**WORK TO DO**
Reproduce the following listing line for line, without changing anything.

**SUPPLIED RECORDS**
───

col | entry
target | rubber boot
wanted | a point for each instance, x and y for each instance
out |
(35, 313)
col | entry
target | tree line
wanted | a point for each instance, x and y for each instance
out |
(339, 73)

───

**ANSWER TO THE PROBLEM**
col | entry
target | rubber boot
wanted | a point for each instance, x and y for each instance
out |
(35, 313)
col | entry
target | tree line
wanted | a point for each instance, x and y for each instance
out |
(339, 73)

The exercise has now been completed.